-- Input records follows --

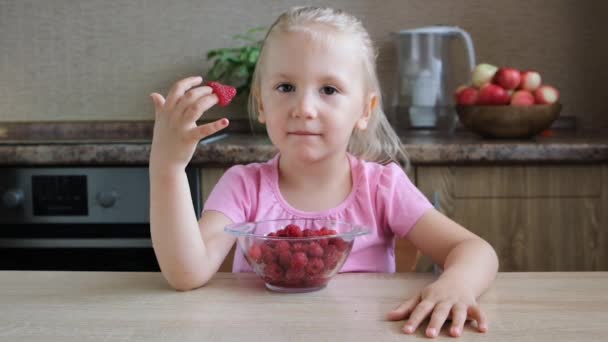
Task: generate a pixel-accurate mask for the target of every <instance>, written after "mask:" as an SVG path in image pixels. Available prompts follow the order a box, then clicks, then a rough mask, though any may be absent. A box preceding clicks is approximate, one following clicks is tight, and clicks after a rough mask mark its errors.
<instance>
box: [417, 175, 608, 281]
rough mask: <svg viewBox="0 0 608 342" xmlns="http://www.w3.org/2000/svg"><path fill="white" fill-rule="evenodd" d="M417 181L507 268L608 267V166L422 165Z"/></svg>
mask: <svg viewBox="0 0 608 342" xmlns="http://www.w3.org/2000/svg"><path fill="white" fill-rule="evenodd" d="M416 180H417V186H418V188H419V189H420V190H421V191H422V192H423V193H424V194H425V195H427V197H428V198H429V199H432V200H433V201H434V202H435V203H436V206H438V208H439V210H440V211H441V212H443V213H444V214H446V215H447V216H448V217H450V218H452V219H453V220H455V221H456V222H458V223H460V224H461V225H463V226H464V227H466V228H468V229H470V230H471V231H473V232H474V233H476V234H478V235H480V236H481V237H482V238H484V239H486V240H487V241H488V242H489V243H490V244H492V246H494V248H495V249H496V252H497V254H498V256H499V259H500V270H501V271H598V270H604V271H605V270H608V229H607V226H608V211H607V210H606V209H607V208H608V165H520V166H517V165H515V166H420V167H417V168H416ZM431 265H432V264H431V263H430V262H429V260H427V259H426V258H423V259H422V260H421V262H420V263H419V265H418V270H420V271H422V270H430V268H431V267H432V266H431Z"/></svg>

-- Input records concluded --
-- Input records follows --

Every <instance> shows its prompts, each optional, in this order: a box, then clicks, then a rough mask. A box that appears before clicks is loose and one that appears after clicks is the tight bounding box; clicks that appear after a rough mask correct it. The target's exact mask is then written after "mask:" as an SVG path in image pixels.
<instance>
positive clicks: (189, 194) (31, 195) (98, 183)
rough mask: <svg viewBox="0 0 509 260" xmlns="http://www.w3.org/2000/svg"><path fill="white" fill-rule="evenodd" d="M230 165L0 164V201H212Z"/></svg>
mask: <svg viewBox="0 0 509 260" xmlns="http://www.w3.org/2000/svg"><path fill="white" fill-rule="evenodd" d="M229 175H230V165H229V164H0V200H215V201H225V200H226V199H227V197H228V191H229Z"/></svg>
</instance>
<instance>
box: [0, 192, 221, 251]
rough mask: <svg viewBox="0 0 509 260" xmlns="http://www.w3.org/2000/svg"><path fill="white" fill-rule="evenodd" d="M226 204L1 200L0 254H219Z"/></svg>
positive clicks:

-- Input records concluded --
-- Input records follows --

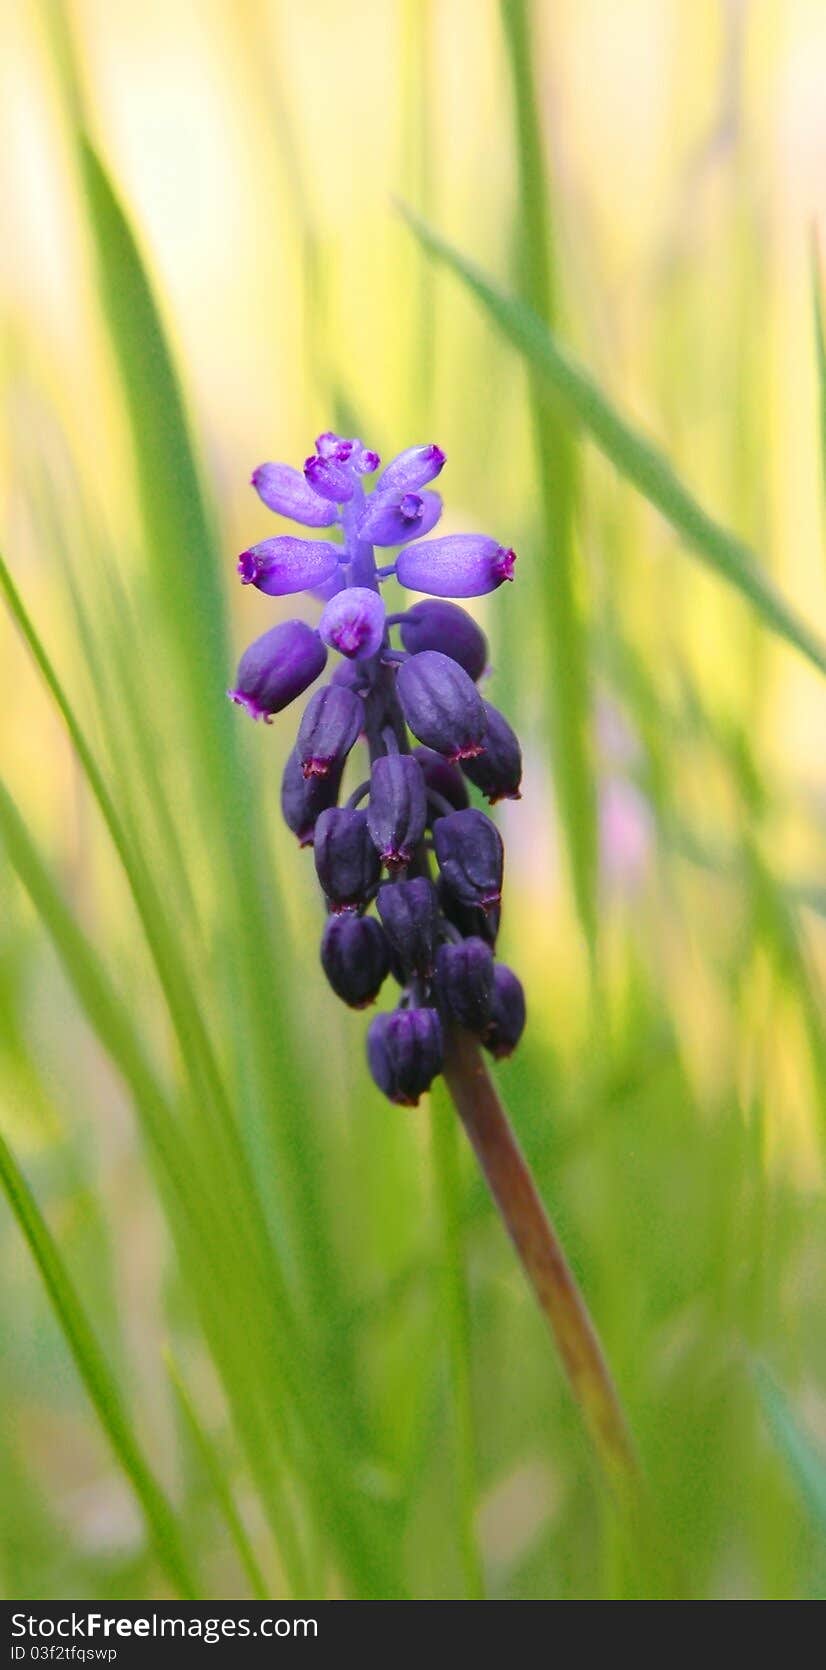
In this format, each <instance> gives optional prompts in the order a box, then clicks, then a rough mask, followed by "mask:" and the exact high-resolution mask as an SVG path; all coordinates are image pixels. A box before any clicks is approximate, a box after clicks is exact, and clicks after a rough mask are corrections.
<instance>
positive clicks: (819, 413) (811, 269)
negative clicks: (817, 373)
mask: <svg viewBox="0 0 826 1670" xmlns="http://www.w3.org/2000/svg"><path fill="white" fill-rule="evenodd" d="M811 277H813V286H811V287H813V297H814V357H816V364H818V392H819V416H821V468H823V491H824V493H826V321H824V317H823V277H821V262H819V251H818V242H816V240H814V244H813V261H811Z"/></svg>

-- Input records concluded --

*What is required*
The answer is a single number: how many lines in the data above hold the string "before".

*Answer to the problem*
2